» Page extract

====

Meeting the SECA Challenge

View of Asian Harbor

Published Feb 19, 2015 4:17 PM by Joseph Collum

(Article originally published in Nov/Dec 2014 edition.)

***From Nov-Dec 2014 Edition of The Maritime Executive magazine***
On January 1st a new IMO mandate for North America and northern Europe will take effect, reducing the amount of sulfur in fuel by 90 percent. But how will it be enforced?
The shipping industry is bracing to feel “the pointy end of the stick,” as one executive calls it, when new sulfur emission regulations take effect on January 1, 2015 in northern Europe, North America and the Caribbean Sea. “What’s coming just two months from now is unprecedented,” says Roger Strevens, Chairman of the Trident Alliance, a coalition of 24 international shipowners and operators formed last July out of alarm that authorities are not ready to enforce the new pollution standard.
Beginning New Year’s Day, vessels ranging from tankers and ferries to container ships and ocean liners must cut sulfur emissions from the current permitted level of 1.0 percent to 0.1 percent. That will mean dramatically higher costs, a shift in cargo movements from sea to land, and unfair competition if enforcement is not robust.

====

» Data block
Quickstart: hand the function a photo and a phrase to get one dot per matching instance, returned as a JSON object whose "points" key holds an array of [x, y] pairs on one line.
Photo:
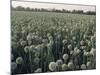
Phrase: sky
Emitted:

====

» Task to complete
Which kinds of vessels does the SECA article list as having to cut sulfur emissions starting New Year's Day?

» Task result
Tankers, ferries, container ships, and ocean liners.